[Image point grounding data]

*** Block opens ***

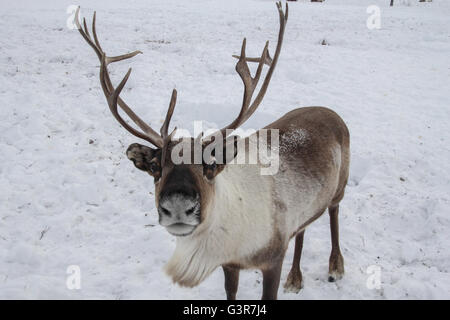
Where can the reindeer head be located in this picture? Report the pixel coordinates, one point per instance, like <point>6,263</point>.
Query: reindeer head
<point>183,191</point>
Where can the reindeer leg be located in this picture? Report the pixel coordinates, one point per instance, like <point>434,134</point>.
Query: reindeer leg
<point>294,281</point>
<point>336,266</point>
<point>231,281</point>
<point>271,280</point>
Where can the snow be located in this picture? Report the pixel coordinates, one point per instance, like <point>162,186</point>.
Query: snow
<point>65,201</point>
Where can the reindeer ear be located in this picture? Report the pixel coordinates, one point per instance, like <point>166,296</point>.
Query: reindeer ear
<point>144,158</point>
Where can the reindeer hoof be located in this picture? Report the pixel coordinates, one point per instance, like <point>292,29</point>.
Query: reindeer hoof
<point>294,282</point>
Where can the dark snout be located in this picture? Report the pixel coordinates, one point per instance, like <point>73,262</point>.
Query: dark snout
<point>179,211</point>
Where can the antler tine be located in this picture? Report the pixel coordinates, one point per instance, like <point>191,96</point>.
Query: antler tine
<point>165,127</point>
<point>250,82</point>
<point>267,62</point>
<point>262,91</point>
<point>149,134</point>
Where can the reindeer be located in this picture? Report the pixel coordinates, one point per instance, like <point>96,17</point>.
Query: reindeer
<point>230,215</point>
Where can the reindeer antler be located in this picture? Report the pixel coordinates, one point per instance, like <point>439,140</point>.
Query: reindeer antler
<point>250,82</point>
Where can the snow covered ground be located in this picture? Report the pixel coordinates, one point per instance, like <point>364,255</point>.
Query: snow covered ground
<point>69,196</point>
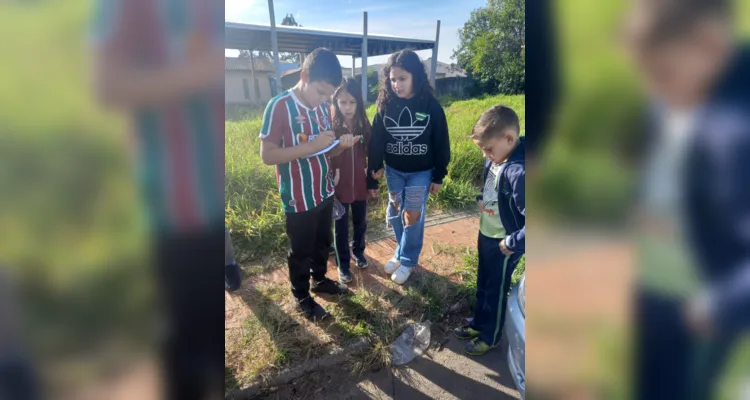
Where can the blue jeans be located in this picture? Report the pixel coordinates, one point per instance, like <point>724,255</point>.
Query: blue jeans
<point>407,191</point>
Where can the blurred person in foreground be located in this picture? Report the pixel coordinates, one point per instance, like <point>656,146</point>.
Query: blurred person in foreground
<point>17,376</point>
<point>693,294</point>
<point>162,64</point>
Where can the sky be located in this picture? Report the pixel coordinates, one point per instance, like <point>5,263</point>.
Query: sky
<point>415,19</point>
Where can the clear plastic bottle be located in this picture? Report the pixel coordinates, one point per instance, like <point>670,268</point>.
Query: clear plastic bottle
<point>411,343</point>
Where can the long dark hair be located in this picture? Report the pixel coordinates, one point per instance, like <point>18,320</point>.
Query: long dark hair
<point>409,61</point>
<point>361,123</point>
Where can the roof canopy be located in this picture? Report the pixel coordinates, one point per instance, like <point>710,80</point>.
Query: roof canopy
<point>293,39</point>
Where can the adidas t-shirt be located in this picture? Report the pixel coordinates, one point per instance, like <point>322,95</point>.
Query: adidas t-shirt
<point>411,136</point>
<point>306,182</point>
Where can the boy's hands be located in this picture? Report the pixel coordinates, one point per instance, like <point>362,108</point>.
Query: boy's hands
<point>348,141</point>
<point>323,140</point>
<point>504,248</point>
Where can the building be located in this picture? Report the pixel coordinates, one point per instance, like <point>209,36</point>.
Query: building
<point>244,85</point>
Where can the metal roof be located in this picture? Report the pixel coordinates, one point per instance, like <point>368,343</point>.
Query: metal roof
<point>241,64</point>
<point>294,39</point>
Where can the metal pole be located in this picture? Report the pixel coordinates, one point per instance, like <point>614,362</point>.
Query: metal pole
<point>274,45</point>
<point>364,56</point>
<point>433,67</point>
<point>252,74</point>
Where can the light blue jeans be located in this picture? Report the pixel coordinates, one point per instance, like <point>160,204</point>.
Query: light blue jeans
<point>407,191</point>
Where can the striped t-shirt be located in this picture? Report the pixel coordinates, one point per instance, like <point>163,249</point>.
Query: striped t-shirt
<point>180,144</point>
<point>306,182</point>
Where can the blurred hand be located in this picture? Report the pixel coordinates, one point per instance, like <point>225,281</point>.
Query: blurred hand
<point>504,248</point>
<point>323,140</point>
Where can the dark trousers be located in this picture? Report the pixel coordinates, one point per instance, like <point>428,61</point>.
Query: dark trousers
<point>17,379</point>
<point>493,284</point>
<point>310,240</point>
<point>671,362</point>
<point>191,292</point>
<point>359,221</point>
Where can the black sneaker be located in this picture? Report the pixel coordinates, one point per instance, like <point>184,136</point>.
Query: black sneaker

*** Block closes ***

▸ TASK GOAL
What you copy out must be exactly the lines from the line containing "Where can the dark trousers" through the end of the records.

▸ RESULT FOR THIS EXERCISE
Where can the dark trousers be located in this picture? Report the pixel coordinates, one point per instance, like <point>428,61</point>.
Query: dark trousers
<point>17,379</point>
<point>493,284</point>
<point>310,240</point>
<point>671,362</point>
<point>191,292</point>
<point>359,221</point>
Where can the black sneaker be located in this picture? Report the pixel coordinates, one point per instance, like <point>184,136</point>.
Query: black sneaker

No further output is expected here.